» Exercise brief:
Verbatim repeat, images excluded. Give each entry again as written.

» Entries taken from a collection:

--- START ---

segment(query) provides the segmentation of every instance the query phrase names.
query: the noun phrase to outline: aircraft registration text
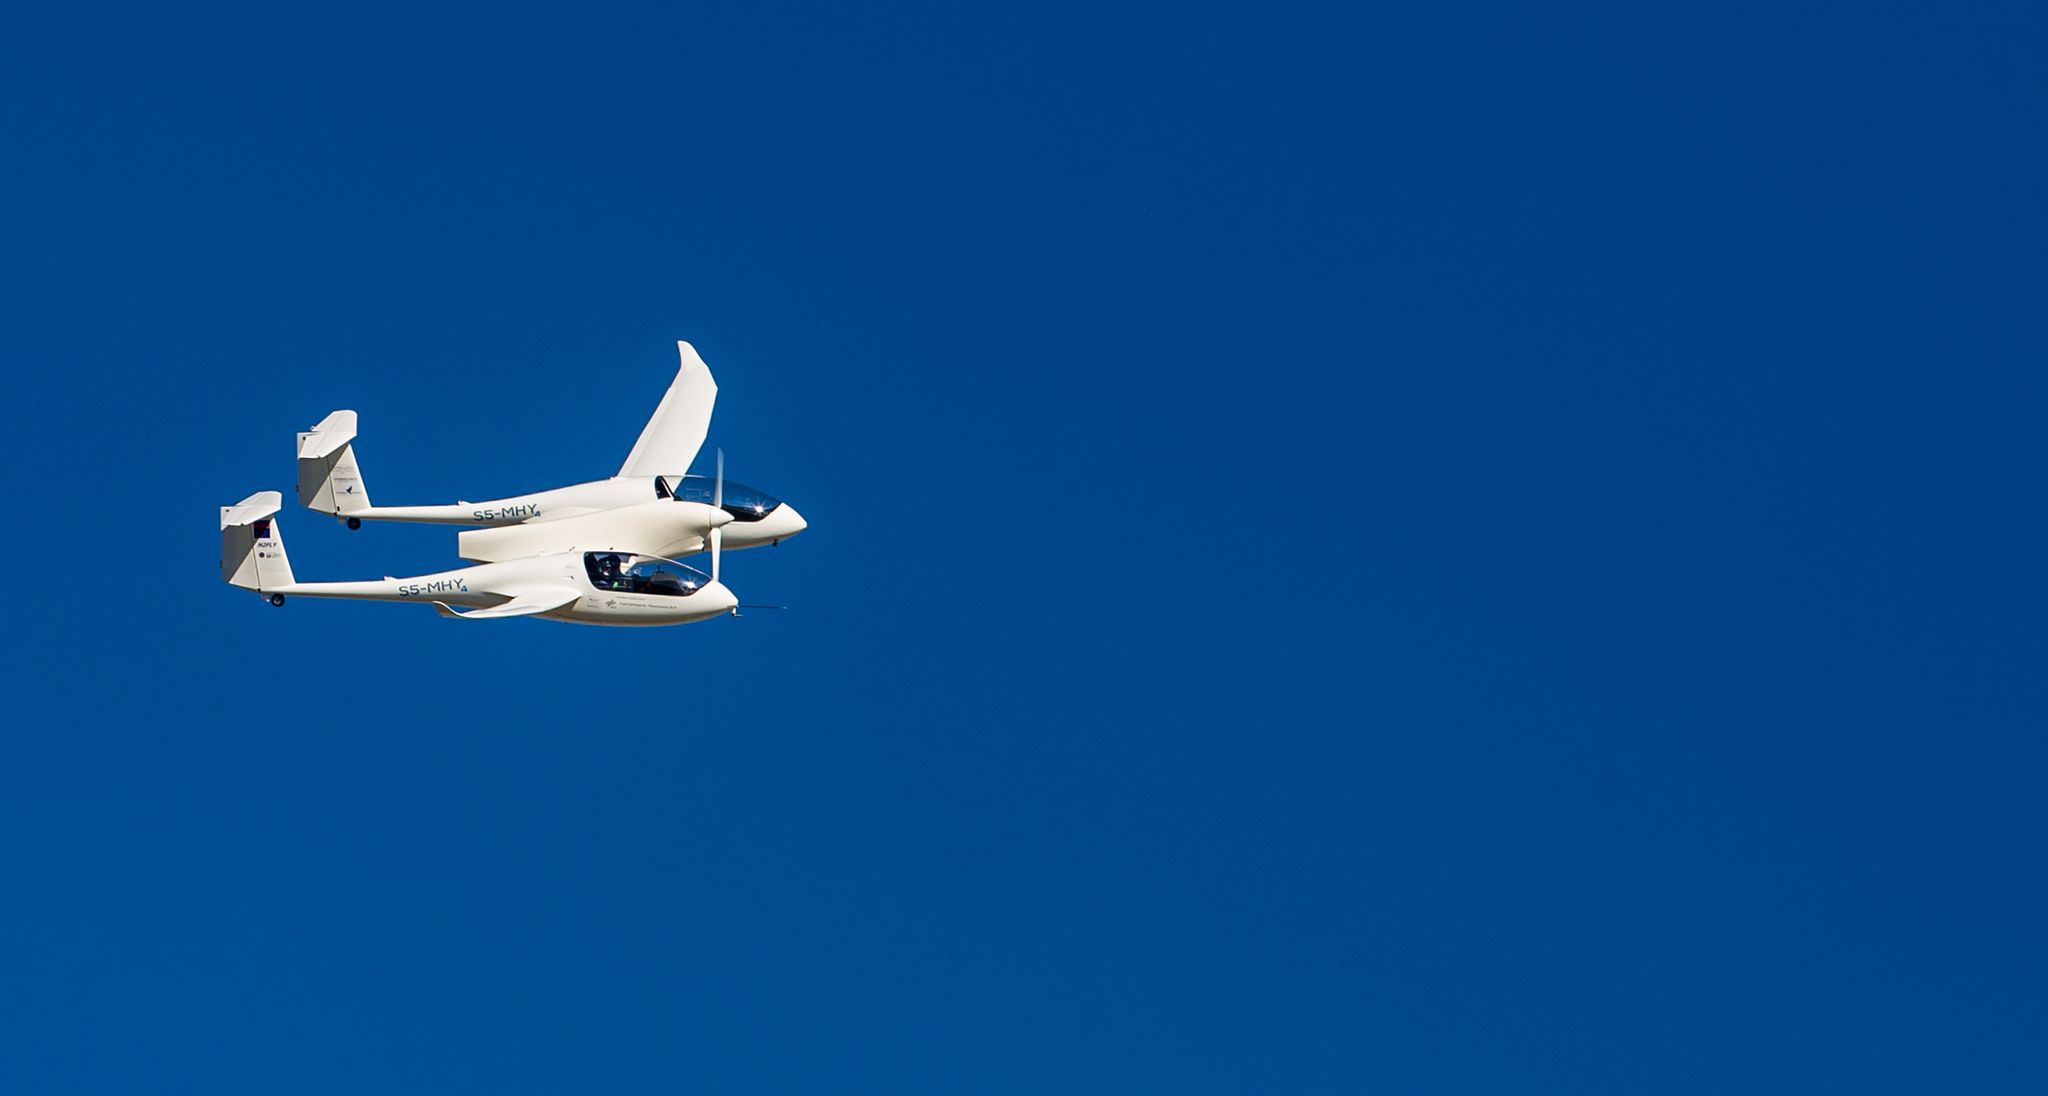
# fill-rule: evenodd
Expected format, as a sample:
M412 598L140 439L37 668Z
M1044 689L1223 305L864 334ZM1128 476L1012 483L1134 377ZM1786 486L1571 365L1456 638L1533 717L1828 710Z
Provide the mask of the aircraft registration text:
M466 594L469 580L464 578L442 578L432 582L408 582L398 588L400 597L418 597L421 594Z
M471 510L469 513L471 517L478 521L525 521L527 518L539 517L540 507L534 503L526 502L518 506L485 507L480 510Z

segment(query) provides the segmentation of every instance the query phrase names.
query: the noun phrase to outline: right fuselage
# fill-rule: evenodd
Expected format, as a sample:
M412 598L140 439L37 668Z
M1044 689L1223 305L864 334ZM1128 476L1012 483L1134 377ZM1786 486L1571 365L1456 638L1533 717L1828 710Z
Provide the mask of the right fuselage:
M259 592L489 609L534 590L574 591L575 600L534 614L543 620L574 624L689 624L722 616L739 604L723 583L711 581L701 572L622 552L564 552L410 578L294 582L266 586Z

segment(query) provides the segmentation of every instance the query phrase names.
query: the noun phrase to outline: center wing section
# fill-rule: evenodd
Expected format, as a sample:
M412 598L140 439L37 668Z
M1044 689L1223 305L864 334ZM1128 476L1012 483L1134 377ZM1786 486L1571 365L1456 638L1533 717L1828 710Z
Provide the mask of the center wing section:
M559 609L575 601L580 596L582 595L574 590L555 587L542 590L528 590L525 593L513 595L512 600L503 605L493 605L488 609L472 609L466 613L450 608L446 602L437 601L434 603L434 611L442 616L458 617L462 620L495 620L498 617L532 616L535 613L545 613L550 609Z
M697 356L696 347L678 342L676 352L682 357L676 379L640 431L633 451L626 454L621 476L680 476L690 470L697 450L704 447L704 435L711 432L718 382L711 379L711 367Z

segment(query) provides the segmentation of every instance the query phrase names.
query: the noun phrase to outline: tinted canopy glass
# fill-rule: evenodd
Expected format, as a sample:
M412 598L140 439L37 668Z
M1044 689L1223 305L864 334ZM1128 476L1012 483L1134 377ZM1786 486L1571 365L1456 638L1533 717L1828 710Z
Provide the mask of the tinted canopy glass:
M624 552L585 552L583 570L590 576L592 586L622 594L689 597L711 581L704 572L672 559Z
M709 476L684 476L669 483L675 496L684 502L711 504L714 484ZM760 521L780 505L781 499L757 487L725 481L725 512L731 514L734 521Z

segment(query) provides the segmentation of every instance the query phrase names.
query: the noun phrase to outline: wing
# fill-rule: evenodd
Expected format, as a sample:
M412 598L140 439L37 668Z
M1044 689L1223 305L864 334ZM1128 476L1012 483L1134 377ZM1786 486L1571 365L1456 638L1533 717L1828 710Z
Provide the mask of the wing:
M690 470L697 450L704 447L704 435L711 431L711 405L718 400L718 383L711 379L711 367L697 356L697 348L686 342L676 344L683 364L654 417L640 431L640 440L626 454L621 476L680 476Z
M446 602L441 601L434 603L434 609L442 616L459 617L463 620L494 620L498 617L532 616L550 609L559 609L575 601L577 596L574 590L560 588L528 590L523 594L514 595L511 601L503 605L493 605L488 609L471 609L465 613L450 608Z

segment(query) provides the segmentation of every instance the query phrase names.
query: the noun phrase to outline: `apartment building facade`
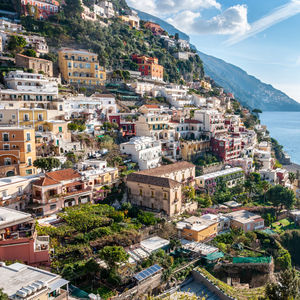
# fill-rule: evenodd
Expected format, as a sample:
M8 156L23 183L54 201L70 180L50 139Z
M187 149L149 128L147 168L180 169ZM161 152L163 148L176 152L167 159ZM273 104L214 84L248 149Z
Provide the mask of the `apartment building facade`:
M61 49L58 52L58 62L62 78L68 84L100 86L106 80L106 71L99 65L95 53Z
M33 128L0 127L0 177L36 174Z
M40 19L47 19L49 16L59 12L60 4L56 0L21 0L25 15L37 15ZM31 11L28 11L28 6Z
M164 67L158 64L158 58L134 54L132 60L138 64L143 77L163 81Z

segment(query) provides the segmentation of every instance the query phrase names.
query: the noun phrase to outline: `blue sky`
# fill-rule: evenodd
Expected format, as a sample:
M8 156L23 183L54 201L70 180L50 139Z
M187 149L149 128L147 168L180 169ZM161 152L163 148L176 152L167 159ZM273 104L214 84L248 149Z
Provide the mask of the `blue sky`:
M300 0L128 0L300 102Z

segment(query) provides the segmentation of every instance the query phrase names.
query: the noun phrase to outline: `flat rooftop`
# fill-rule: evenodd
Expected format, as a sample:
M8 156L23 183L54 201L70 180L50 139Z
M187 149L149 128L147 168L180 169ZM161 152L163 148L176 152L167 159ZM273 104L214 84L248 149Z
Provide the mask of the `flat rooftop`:
M244 172L244 171L242 168L230 168L230 169L226 169L226 170L222 170L222 171L218 171L218 172L201 175L197 178L200 180L207 180L207 179L211 179L211 178L217 178L220 176L230 175L230 174L237 173L237 172Z
M150 251L150 253L163 247L166 247L169 244L170 242L168 240L163 239L159 236L154 236L141 242L141 246L146 250Z
M250 211L247 210L238 210L235 212L231 212L229 214L225 214L226 217L232 218L237 222L247 224L249 222L262 219L260 215L256 215Z
M15 183L21 183L24 181L30 181L39 178L38 175L30 175L30 176L12 176L12 177L4 177L0 178L0 188L5 187L6 185L11 185Z
M7 207L0 207L0 229L30 221L33 221L31 214L27 214Z
M20 263L0 267L0 288L9 297L12 297L18 290L34 282L43 282L51 288L52 284L58 283L58 280L61 280L61 277L57 274ZM65 284L68 283L67 281L64 282L66 282Z

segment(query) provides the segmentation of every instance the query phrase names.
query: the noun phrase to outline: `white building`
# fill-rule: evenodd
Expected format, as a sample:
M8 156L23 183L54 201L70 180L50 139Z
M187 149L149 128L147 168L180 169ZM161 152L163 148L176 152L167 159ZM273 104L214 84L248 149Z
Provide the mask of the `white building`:
M162 157L161 142L153 137L134 137L120 145L121 153L131 155L133 162L139 164L141 170L160 166Z
M13 23L8 19L0 19L0 30L11 31L11 32L22 32L23 27L21 24Z
M9 72L4 78L8 88L20 92L51 93L58 95L57 80L47 78L42 74L26 73L24 71Z
M168 85L160 88L159 93L176 108L193 104L193 97L188 95L187 86Z
M261 168L270 170L273 167L274 159L272 158L271 152L264 150L254 150L256 159L261 163Z
M203 130L210 132L212 136L225 133L225 120L223 114L217 110L196 110L194 119L203 124Z
M105 117L117 112L115 96L112 94L94 94L91 97L78 95L64 100L66 118L74 118L82 113Z
M96 4L99 8L96 8L95 13L99 14L101 17L110 19L116 15L114 6L110 1L100 0Z

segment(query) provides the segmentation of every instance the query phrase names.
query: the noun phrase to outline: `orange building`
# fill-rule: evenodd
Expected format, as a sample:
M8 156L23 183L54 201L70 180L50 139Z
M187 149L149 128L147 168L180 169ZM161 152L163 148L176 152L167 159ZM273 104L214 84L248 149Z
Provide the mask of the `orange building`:
M163 81L164 67L158 64L156 57L147 57L145 55L132 55L132 60L139 65L139 71L142 76L153 80Z
M0 177L36 173L35 131L27 127L0 127Z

--- END ---

» Answer below:
segment(query) provides the segmentation of every instance the query phrase names.
query: the noun phrase to outline: aircraft registration text
# fill-rule: evenodd
Expected format, as a sample:
M412 598L140 439L37 668Z
M1044 689L1223 305L864 334ZM1128 476L1012 483L1134 377ZM1786 486L1571 365L1456 638L1533 717L1828 710Z
Provide the mask of the aircraft registration text:
M466 594L469 580L464 578L442 578L432 582L408 582L398 588L400 597L418 597L421 594Z
M471 510L469 513L471 517L478 521L525 521L527 518L539 517L540 507L534 503L526 502L518 506L485 507L480 510Z

segment(query) provides the segmentation of every instance the query phrase names.
query: the noun phrase to outline: right fuselage
# fill-rule: evenodd
Expected format, as a sample:
M412 598L140 439L37 668Z
M1044 689L1223 305L864 334ZM1128 476L1012 483L1134 377ZM1786 486L1571 365L1456 638L1533 717L1828 710Z
Provide the mask of the right fuselage:
M259 592L489 609L534 590L574 591L575 600L534 614L543 620L574 624L689 624L722 616L739 604L723 583L711 581L701 572L622 552L564 552L410 578L294 582L266 586Z

segment(query) provides the segmentation of every instance the query phrase names.
query: the noun phrase to outline: center wing section
# fill-rule: evenodd
Expected format, as a sample:
M412 598L140 439L37 668Z
M1044 689L1223 305L864 334ZM1128 476L1012 483L1134 377ZM1786 486L1571 365L1456 638L1533 717L1828 710Z
Provide the mask of the center wing section:
M559 609L575 601L580 596L582 595L574 590L555 587L542 590L528 590L525 593L513 595L512 600L503 605L493 605L488 609L472 609L466 613L450 608L446 602L437 601L434 603L434 611L442 616L458 617L462 620L495 620L498 617L532 616L535 613L545 613L550 609Z
M697 356L696 347L678 342L676 352L682 357L676 379L640 431L633 451L626 454L621 476L680 476L690 470L697 450L704 447L704 435L711 432L718 382L711 379L711 367Z

segment(query) provides the segmentation of every instance the query phrase names.
query: the noun phrase to outline: tinted canopy glass
# fill-rule: evenodd
Expected format, as a sample:
M412 598L140 439L37 668Z
M1044 689L1223 305L864 334ZM1128 476L1012 483L1134 377ZM1786 486L1571 365L1456 638L1533 717L1828 710Z
Provide the mask of the tinted canopy glass:
M624 552L585 552L583 570L590 576L592 586L622 594L689 597L711 581L704 572L672 559Z
M709 476L684 476L669 483L675 496L684 502L711 504L714 484ZM760 521L780 505L781 499L757 487L725 481L725 512L731 514L734 521Z

segment(query) provides the segmentation of every instance the query phrase names.
query: the noun phrase to outline: wing
# fill-rule: evenodd
Expected format, as a sample:
M412 598L140 439L37 668Z
M1044 689L1223 305L864 334ZM1128 476L1012 483L1134 377ZM1786 486L1571 365L1456 638L1533 717L1828 710Z
Provide the mask of the wing:
M690 470L697 450L704 447L704 435L711 431L711 405L718 400L718 383L711 379L711 367L697 356L697 348L686 342L676 344L683 364L654 417L640 431L640 440L626 454L621 476L680 476Z
M446 602L441 601L434 603L434 609L442 616L459 617L463 620L494 620L498 617L532 616L550 609L559 609L575 601L577 596L574 590L560 588L528 590L523 594L514 595L511 601L503 605L493 605L488 609L471 609L465 613L450 608Z

segment(query) provides the segmentation of every instance the query phrase names.
query: the noun phrase to outline: `apartment building facade`
# fill-rule: evenodd
Expected format, as a sample:
M8 156L23 183L54 201L70 180L50 139Z
M187 149L149 128L147 168L180 169ZM161 152L163 148L176 152L167 159ZM273 104L214 84L248 149Z
Provide the mask of the `apartment building facade`:
M61 49L58 52L58 62L62 78L68 84L100 86L106 80L106 71L99 65L95 53Z
M33 128L0 127L0 177L36 174Z
M40 19L47 19L49 16L59 12L60 4L56 0L21 0L25 15L37 15ZM31 11L28 11L28 6Z
M164 67L158 64L158 58L134 54L132 60L138 64L143 77L163 81Z

segment(query) provides the segmentation of every instance the query phrase names.
query: the noun phrase to outline: `blue sky`
# fill-rule: evenodd
Expected format, as a sample:
M8 156L23 183L54 201L70 180L50 139Z
M187 149L149 128L147 168L180 169ZM161 152L163 148L176 152L167 159ZM273 104L214 84L248 149Z
Provide the mask of the `blue sky`:
M300 0L128 0L300 102Z

segment(query) provides the segmentation of every instance the query phrase names.
query: the noun phrase to outline: `flat rooftop`
# fill-rule: evenodd
Expected format, as a sample:
M8 156L23 183L54 201L70 180L50 139Z
M187 149L149 128L147 168L180 169ZM161 152L163 148L176 152L167 159ZM273 104L214 84L248 149Z
Provide the mask of the `flat rooftop`:
M244 172L244 171L242 168L230 168L230 169L226 169L226 170L222 170L222 171L218 171L218 172L201 175L197 178L200 180L207 180L207 179L211 179L211 178L217 178L220 176L230 175L230 174L237 173L237 172Z
M150 251L150 253L163 247L166 247L169 244L170 242L168 240L163 239L159 236L154 236L141 242L141 246L146 250Z
M250 211L247 210L238 210L235 212L231 212L229 214L225 214L226 217L232 218L237 222L247 224L249 222L262 219L260 215L256 215Z
M15 183L21 183L24 181L30 181L39 178L38 175L30 175L30 176L12 176L12 177L4 177L0 178L0 188L5 187L6 185L11 185Z
M7 207L0 207L0 229L30 221L33 221L31 214L27 214Z
M20 263L0 267L0 288L9 297L12 297L18 290L34 282L43 282L51 288L52 284L58 283L58 280L61 280L61 277L57 274ZM65 284L68 283L67 281L64 282L66 282Z

segment(query) provides the segmentation of every instance the query phrase names.
query: the noun phrase to outline: `white building`
# fill-rule: evenodd
Expected format, as a sample:
M8 156L23 183L54 201L70 180L50 139Z
M187 149L149 128L147 168L180 169ZM161 152L163 148L176 152L167 159ZM273 104L214 84L248 149Z
Provide the mask of the `white building`:
M162 157L161 142L153 137L134 137L120 145L121 153L131 155L133 162L139 164L141 170L160 166Z
M13 23L8 19L0 19L0 30L11 31L11 32L22 32L23 27L21 24Z
M9 72L4 78L8 88L20 92L51 93L58 95L57 80L47 78L42 74L26 73L24 71Z
M168 85L160 88L159 93L176 108L193 104L193 97L188 95L187 86Z
M261 168L270 170L273 167L274 159L272 158L271 152L264 150L254 150L256 159L261 163Z
M203 130L210 132L212 136L225 133L225 120L223 114L217 110L196 110L194 119L203 124Z
M105 117L117 112L115 96L112 94L94 94L91 97L78 95L64 100L66 118L74 118L82 113Z
M96 4L99 8L96 8L95 13L99 14L101 17L110 19L116 15L114 6L110 1L100 0Z

segment(query) provides the segmentation of every instance the query phrase names.
query: the noun phrase to outline: `orange building`
# fill-rule: evenodd
Expected format, as a sample:
M8 156L23 183L54 201L70 180L50 139Z
M187 149L149 128L147 168L180 169ZM161 152L163 148L176 152L167 159ZM273 104L214 84L248 149Z
Provide the mask of the `orange building`:
M163 81L164 67L158 64L156 57L147 57L145 55L132 55L132 60L139 65L139 71L142 76L153 80Z
M0 177L36 173L35 131L27 127L0 127Z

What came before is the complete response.